■ CONSIGNE ■
Parmi les enregistrements ci-dessous, recopiez toutes les lignes où figure le mot « white ».

■ LIGNES DE DONNÉES ■
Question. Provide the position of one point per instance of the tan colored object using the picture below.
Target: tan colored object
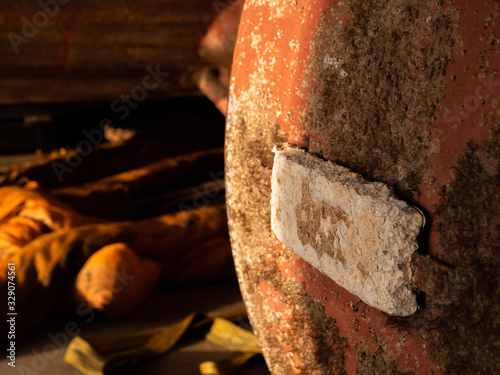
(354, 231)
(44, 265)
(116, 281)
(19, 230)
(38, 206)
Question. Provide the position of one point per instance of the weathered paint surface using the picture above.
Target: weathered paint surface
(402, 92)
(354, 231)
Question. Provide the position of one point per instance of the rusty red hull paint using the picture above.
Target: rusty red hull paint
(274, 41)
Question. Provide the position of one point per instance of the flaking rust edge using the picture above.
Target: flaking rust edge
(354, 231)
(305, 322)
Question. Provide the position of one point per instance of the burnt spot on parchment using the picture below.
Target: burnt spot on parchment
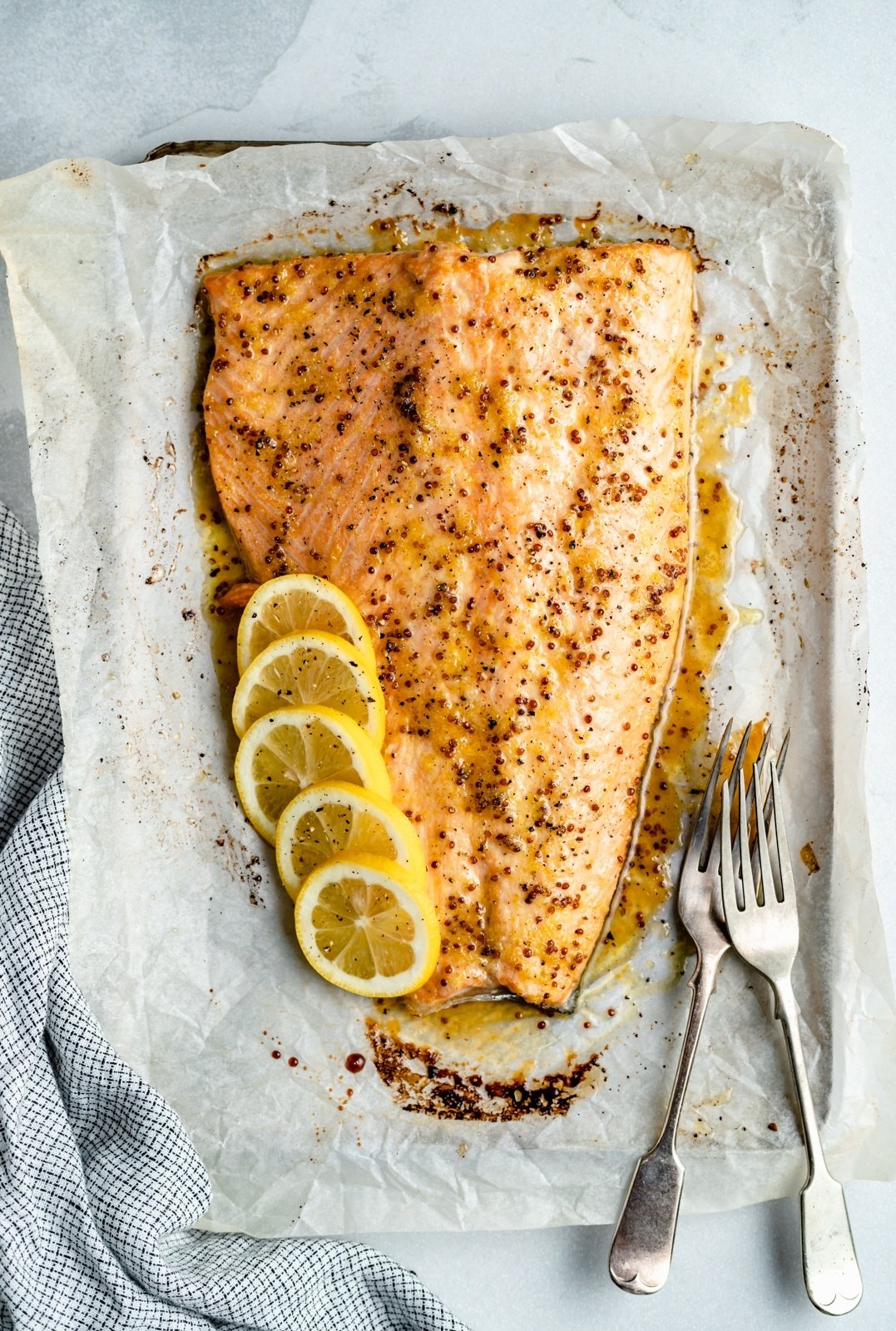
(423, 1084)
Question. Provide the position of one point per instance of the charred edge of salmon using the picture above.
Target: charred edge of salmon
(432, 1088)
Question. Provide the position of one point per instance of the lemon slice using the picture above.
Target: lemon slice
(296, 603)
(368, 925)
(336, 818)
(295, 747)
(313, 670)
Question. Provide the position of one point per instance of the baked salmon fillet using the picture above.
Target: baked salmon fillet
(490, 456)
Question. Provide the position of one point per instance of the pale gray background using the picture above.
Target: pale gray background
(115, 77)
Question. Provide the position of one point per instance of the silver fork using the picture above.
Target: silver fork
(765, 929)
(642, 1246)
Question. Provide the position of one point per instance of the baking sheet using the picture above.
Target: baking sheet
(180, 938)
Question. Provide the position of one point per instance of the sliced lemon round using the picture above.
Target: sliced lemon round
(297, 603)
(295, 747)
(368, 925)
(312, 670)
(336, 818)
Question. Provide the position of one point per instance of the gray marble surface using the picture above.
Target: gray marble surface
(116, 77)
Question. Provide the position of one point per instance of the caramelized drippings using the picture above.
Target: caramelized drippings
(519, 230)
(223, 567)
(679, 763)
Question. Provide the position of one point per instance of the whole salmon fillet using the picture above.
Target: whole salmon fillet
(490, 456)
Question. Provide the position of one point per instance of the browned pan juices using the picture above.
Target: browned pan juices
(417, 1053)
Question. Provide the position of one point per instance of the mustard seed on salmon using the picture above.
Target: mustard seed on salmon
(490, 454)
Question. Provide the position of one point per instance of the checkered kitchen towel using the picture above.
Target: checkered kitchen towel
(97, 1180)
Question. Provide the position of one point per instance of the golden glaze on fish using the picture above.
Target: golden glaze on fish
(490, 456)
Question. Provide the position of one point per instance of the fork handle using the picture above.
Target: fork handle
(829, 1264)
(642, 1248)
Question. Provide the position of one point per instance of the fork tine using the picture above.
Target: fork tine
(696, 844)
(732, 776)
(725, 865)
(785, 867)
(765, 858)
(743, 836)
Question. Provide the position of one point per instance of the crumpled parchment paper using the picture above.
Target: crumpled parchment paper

* * *

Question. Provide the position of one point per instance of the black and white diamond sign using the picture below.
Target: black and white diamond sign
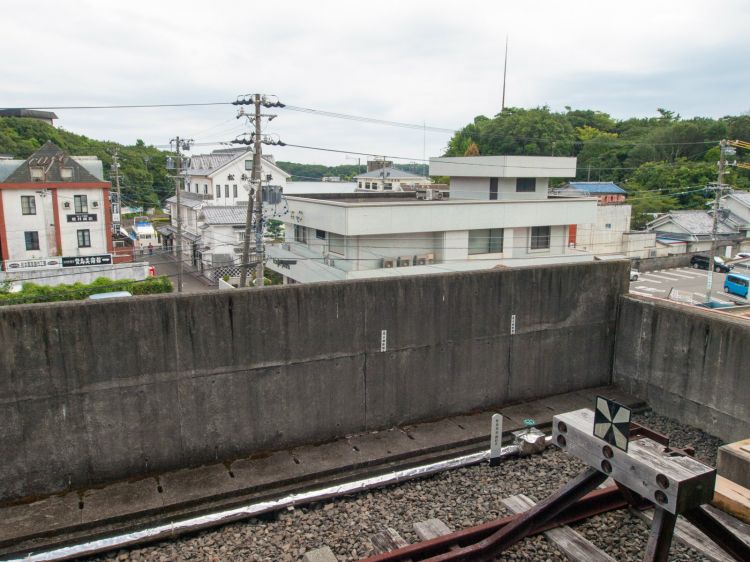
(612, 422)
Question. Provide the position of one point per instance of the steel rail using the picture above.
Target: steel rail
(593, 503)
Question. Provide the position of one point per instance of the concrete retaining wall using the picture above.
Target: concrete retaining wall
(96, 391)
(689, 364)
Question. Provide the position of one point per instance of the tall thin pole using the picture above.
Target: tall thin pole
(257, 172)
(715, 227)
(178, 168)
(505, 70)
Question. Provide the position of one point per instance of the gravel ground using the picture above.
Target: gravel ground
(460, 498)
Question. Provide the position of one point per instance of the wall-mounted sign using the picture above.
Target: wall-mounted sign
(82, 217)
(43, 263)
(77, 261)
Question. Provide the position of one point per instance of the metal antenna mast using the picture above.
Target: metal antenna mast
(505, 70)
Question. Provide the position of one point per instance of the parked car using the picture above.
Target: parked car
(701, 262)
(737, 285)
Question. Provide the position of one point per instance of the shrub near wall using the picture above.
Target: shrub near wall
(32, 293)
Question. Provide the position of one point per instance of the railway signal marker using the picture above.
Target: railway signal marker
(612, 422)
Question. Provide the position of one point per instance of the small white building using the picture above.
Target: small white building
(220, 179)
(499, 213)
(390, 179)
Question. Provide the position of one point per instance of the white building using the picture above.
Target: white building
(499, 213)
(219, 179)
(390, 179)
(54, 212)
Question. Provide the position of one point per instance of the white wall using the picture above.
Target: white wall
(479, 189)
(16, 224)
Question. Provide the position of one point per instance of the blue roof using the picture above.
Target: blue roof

■ RÉSULTAT ■
Question. Provide the position of one point per instance of the black and white diamond sign using the picture below.
Target: black and white diamond sign
Question. Provide the position of one point per instance of the small white building using the picture above.
Target: small white building
Question. Provide the position of one point per instance of the white building using the picture above.
Target: white building
Question. Provide the position of one point per instance of the white wall using the picture above.
Target: white wall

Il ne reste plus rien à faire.